*Goal:* Exactly reproduce the line containing "the mouth, each" together with every line after it, through the end of the entries, and give nothing more.

* * *

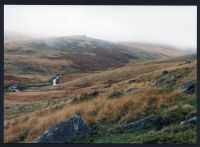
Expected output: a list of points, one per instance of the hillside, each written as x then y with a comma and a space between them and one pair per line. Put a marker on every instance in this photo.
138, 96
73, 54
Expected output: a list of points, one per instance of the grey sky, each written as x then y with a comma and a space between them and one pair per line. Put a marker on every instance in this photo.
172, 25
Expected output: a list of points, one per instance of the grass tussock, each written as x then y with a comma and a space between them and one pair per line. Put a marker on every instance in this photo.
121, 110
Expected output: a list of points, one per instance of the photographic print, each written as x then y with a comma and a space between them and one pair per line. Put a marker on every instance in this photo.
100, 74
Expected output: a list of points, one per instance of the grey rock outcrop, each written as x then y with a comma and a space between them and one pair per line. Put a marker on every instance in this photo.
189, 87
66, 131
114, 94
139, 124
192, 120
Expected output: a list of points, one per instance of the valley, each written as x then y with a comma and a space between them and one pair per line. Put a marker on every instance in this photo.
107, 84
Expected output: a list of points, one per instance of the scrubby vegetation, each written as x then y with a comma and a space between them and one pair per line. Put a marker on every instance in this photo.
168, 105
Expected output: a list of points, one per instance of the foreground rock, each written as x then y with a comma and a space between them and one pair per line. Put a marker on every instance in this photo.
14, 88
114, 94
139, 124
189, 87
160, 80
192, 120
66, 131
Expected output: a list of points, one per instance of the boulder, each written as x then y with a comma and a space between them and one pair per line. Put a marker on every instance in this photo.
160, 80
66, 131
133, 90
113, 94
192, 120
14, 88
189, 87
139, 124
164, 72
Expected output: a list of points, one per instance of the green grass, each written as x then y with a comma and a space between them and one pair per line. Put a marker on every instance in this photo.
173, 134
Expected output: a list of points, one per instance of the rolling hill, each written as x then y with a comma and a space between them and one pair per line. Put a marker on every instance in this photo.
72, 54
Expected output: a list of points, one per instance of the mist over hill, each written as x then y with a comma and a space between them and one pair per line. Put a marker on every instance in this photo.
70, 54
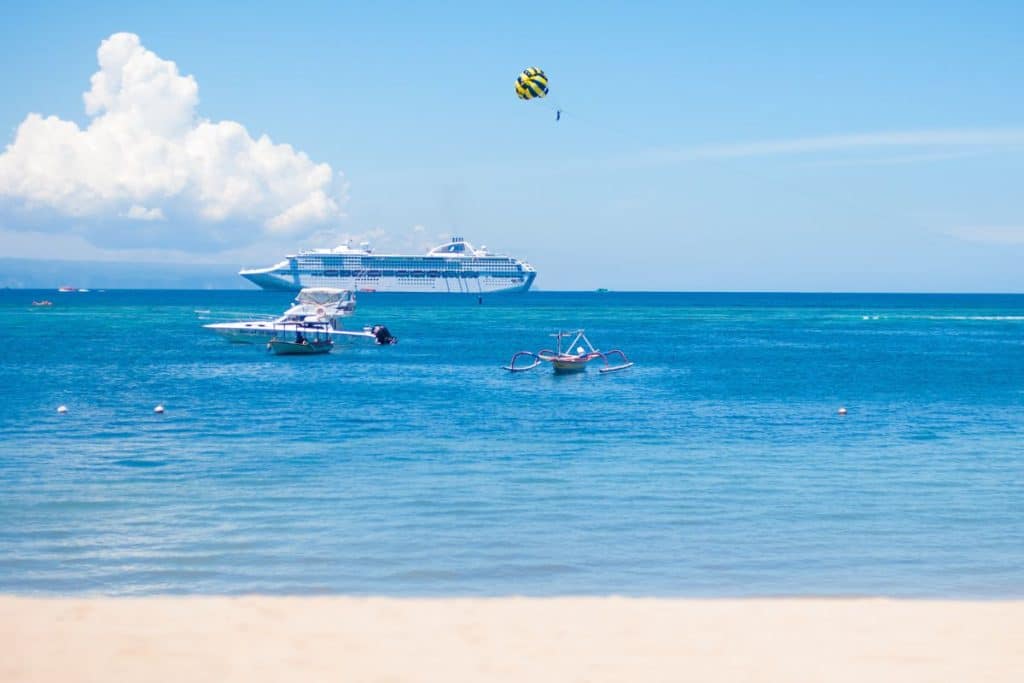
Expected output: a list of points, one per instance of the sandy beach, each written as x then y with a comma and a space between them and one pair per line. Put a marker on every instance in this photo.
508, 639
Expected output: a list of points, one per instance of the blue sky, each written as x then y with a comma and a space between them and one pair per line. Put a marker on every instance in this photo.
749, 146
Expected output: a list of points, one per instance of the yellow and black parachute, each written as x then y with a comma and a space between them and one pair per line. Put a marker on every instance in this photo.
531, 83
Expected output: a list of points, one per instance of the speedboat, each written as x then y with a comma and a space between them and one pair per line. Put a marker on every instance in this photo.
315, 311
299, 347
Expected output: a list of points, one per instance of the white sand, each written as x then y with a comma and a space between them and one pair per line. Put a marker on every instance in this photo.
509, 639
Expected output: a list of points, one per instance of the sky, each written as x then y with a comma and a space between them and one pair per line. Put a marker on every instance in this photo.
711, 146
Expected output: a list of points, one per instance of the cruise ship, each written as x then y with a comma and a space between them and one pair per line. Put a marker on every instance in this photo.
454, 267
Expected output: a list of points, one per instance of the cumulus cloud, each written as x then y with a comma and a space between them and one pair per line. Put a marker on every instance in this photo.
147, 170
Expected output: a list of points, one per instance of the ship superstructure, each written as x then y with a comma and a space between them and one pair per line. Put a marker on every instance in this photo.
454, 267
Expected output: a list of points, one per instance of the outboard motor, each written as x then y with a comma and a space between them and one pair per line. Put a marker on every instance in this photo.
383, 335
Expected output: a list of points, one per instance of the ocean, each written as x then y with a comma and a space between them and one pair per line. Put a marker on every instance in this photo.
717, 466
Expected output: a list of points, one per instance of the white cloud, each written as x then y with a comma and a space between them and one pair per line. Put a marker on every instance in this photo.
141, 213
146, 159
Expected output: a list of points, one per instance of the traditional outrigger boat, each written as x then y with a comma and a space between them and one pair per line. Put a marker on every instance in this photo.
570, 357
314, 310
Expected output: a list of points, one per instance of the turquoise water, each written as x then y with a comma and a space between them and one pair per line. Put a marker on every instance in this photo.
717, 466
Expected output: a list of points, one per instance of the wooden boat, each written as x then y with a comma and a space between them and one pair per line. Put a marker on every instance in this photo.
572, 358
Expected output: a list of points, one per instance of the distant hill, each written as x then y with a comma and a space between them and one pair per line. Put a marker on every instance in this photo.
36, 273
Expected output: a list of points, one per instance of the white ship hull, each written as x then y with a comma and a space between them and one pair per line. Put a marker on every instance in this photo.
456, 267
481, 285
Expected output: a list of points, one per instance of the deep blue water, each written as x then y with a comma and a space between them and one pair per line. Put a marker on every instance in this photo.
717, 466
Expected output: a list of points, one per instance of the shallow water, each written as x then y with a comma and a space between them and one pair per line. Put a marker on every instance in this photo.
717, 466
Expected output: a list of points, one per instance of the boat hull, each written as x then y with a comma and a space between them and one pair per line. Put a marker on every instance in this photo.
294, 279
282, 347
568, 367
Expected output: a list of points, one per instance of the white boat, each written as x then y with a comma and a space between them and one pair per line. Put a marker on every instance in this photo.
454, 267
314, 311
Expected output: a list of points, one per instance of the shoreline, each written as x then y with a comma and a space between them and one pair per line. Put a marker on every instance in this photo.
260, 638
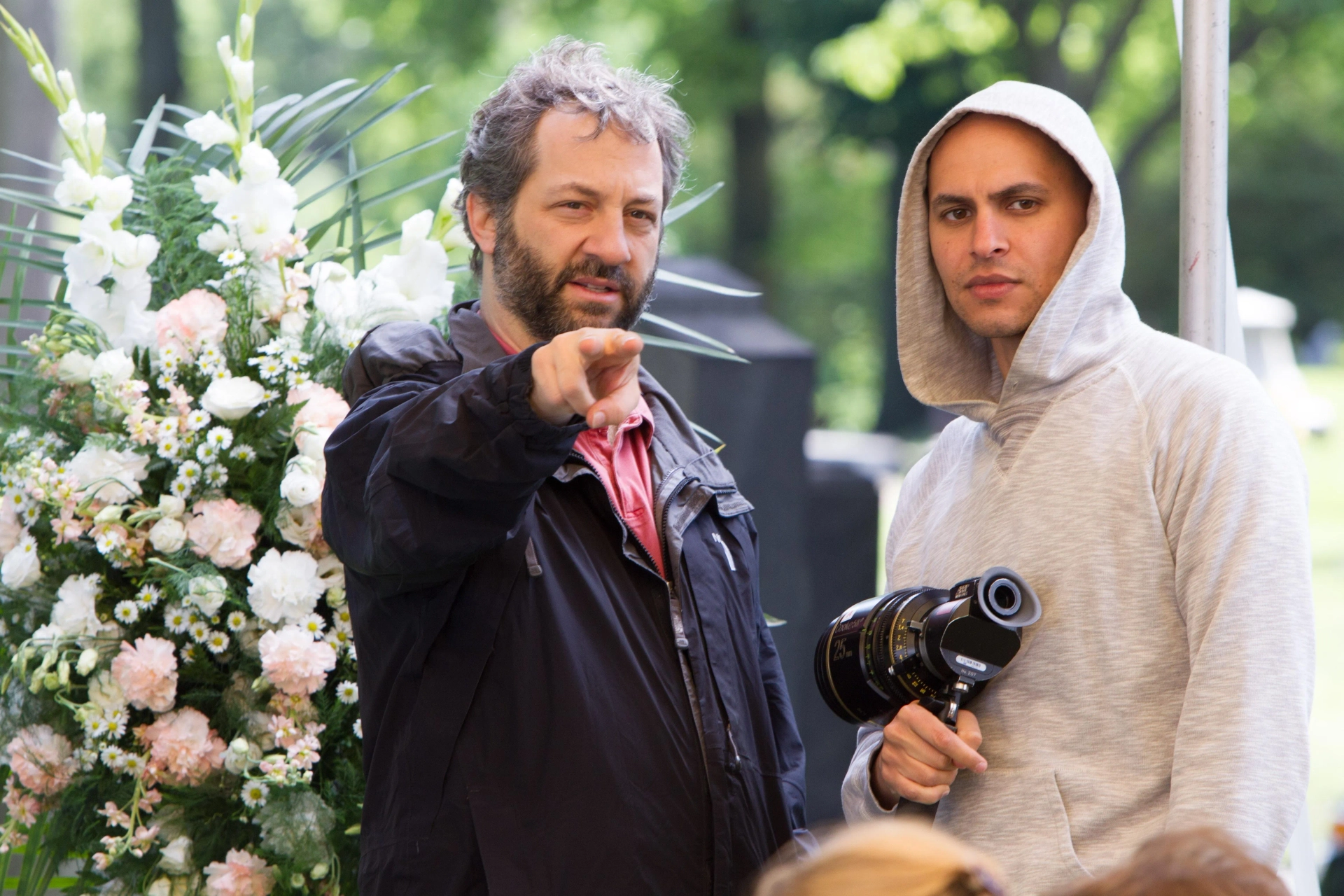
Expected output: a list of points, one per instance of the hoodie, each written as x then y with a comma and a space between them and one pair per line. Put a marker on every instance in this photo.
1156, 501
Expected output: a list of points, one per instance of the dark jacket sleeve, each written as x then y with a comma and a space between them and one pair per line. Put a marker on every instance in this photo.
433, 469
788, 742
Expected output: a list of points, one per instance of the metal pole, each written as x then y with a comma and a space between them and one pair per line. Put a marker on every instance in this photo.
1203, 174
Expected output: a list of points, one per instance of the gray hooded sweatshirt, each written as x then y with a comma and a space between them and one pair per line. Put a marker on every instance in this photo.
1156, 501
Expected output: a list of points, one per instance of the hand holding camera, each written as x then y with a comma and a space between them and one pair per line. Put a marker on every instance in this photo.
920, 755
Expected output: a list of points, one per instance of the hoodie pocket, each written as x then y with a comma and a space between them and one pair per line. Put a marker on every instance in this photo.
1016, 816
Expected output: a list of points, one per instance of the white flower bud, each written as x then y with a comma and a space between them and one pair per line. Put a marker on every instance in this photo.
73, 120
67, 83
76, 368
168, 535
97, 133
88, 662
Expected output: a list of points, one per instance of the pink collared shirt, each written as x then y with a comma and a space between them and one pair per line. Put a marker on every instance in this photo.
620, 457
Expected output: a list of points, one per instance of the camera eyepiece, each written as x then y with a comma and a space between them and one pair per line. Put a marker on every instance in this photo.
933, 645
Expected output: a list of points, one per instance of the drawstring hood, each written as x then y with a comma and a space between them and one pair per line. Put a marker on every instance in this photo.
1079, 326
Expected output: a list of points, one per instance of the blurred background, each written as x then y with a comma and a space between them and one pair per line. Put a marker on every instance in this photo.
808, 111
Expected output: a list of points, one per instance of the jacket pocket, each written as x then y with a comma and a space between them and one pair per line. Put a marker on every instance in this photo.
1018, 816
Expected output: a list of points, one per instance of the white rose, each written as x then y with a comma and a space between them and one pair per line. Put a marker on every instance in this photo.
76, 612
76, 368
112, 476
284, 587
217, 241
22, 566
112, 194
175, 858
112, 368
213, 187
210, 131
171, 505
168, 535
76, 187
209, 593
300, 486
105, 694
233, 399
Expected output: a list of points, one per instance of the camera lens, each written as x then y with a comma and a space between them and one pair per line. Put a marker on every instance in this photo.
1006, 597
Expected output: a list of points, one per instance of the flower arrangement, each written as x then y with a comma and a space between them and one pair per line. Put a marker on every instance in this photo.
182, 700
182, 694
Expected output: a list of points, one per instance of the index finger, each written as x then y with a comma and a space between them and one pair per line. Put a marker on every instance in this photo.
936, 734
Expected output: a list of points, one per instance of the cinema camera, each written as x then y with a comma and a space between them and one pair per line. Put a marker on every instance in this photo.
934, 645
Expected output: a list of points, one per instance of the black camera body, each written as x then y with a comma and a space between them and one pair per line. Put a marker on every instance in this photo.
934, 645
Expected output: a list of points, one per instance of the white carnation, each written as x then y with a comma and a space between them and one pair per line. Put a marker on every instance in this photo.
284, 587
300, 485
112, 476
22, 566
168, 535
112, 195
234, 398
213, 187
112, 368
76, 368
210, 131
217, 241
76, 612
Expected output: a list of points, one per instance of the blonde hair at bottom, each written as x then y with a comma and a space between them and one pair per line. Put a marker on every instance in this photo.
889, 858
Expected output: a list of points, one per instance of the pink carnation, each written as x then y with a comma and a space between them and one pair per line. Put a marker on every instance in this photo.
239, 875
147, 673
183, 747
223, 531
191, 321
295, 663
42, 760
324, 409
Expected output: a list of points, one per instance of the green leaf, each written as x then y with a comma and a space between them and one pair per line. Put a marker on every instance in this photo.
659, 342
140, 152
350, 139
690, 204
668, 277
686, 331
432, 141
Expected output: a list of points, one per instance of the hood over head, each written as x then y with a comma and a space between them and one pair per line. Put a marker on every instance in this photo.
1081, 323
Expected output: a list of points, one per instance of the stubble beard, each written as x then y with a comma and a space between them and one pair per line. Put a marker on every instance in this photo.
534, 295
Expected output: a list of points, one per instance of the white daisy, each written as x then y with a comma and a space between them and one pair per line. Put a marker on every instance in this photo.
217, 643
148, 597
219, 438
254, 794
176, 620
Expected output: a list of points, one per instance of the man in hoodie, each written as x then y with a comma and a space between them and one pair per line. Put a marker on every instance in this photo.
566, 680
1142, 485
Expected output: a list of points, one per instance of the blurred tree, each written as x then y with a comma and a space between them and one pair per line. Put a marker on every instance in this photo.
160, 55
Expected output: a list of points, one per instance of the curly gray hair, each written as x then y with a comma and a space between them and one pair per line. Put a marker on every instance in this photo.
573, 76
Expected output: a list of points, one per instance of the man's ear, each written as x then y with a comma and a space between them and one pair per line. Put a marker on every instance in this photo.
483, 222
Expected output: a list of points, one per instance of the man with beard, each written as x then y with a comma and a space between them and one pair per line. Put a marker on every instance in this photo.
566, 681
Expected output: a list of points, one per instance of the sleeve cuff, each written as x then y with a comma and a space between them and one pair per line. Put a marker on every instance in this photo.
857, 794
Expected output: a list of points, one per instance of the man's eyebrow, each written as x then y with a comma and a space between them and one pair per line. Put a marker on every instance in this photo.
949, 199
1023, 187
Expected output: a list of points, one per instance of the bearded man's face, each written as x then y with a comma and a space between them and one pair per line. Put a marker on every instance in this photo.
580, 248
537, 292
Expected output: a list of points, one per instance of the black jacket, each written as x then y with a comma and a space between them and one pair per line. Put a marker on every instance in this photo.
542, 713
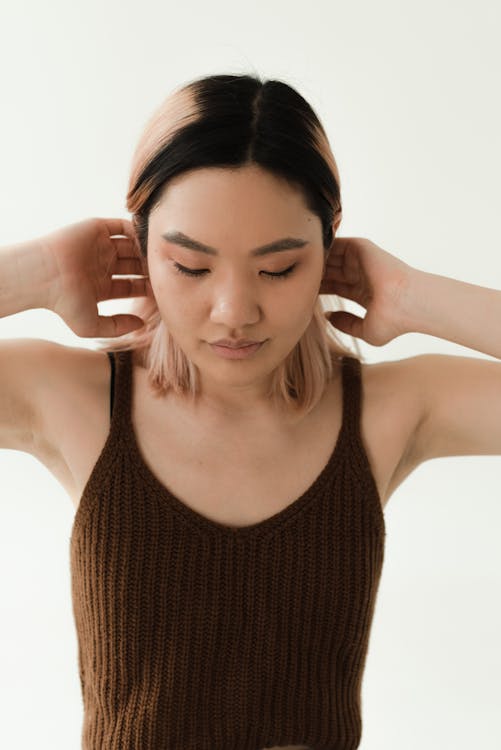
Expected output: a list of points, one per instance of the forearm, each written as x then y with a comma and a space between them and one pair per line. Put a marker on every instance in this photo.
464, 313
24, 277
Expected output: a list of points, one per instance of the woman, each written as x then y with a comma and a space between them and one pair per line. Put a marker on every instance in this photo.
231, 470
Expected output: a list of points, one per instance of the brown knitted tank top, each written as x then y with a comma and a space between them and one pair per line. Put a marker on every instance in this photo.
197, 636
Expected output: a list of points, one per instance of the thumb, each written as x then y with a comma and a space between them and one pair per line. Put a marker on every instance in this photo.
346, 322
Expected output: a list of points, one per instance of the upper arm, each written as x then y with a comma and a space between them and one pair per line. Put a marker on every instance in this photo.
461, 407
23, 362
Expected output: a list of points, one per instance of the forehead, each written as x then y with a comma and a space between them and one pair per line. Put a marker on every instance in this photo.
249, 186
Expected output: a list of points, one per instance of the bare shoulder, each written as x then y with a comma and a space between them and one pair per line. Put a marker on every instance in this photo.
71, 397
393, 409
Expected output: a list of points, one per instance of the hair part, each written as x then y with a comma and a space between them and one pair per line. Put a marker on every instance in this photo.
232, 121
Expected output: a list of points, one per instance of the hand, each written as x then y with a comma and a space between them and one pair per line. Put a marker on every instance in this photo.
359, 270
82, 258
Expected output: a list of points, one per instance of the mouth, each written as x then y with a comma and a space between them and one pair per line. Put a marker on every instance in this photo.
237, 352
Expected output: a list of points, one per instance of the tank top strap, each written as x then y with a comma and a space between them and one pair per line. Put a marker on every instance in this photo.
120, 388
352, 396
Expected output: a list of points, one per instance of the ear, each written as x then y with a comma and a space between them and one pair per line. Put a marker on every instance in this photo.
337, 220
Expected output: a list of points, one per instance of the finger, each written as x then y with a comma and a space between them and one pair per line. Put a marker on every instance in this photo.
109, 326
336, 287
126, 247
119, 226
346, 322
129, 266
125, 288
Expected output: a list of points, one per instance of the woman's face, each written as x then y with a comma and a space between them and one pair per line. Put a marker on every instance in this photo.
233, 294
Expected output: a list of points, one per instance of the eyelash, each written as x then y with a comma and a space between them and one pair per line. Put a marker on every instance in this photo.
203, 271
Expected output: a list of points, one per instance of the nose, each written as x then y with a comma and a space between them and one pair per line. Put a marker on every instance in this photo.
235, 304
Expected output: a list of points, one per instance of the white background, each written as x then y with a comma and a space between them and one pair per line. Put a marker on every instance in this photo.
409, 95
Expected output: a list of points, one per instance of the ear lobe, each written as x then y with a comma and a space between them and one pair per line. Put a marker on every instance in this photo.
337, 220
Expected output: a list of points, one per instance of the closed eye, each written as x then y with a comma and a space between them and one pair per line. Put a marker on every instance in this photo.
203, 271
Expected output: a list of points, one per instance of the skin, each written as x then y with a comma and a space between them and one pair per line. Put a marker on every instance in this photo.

* * *

*Answer in full:*
Expected output: a list of points, one per instance of the mouth, each written as x then y with a comma and a space between them and one pair per line. Put a marker on every instance in this photo.
237, 352
Expected output: a list of points, one per instance of the tank top strap, each written as x then y with a comma and a space between them and one pair per line. Put a marker on every instance in this photo.
120, 388
352, 396
Expected output: a list of points, one per instance of the ear, each written as x then y with a comma and a space between them and one pair per line. Put a marker on every instance in this photo.
337, 220
Expected output: a list of points, one per instance of the finger, each written as x then y with a comma and a space between them and one pair per line. Put a marker on every instance in this photo.
109, 326
336, 287
126, 247
119, 226
346, 322
129, 266
125, 288
Expected output: a list of points, one per instance of the woman's face, each written as x then y with a comma and a space between them and one pair per line. Put a marker on every instance in this photo.
233, 294
Expected output: a list of points, one per instance of the eyelash, each written as x then y with a comma and a space between them and one pair per line. Put a marker on every instance in this photo.
203, 271
Expected output: a list of points, one per instance of the nose, each written as x then y with a comma and a space between them and one pair per line. Put a marker on every instance in this photo.
235, 304
Expected output: a list of points, one per instance of the white background, each written as x then y with a comma and a space between them and one pair per line. Put a marker on every instance in this photo.
409, 95
Expected output: a list of points, one per instance of the ear lobe, each written as x then y with a comma and a space between them and one pair per line. Put a marker on every instance in this photo.
337, 220
Expected output: a list of points, one per instance of the closed eye, each written as x then y with a comma and a space between them and one pair per line. Put a marker on every instance in this photo.
203, 271
Expected output: a list of points, one per instance of the skin, each written as x then y with a comma and a space between them and one pair per line. Put a marker on every instance in this photo.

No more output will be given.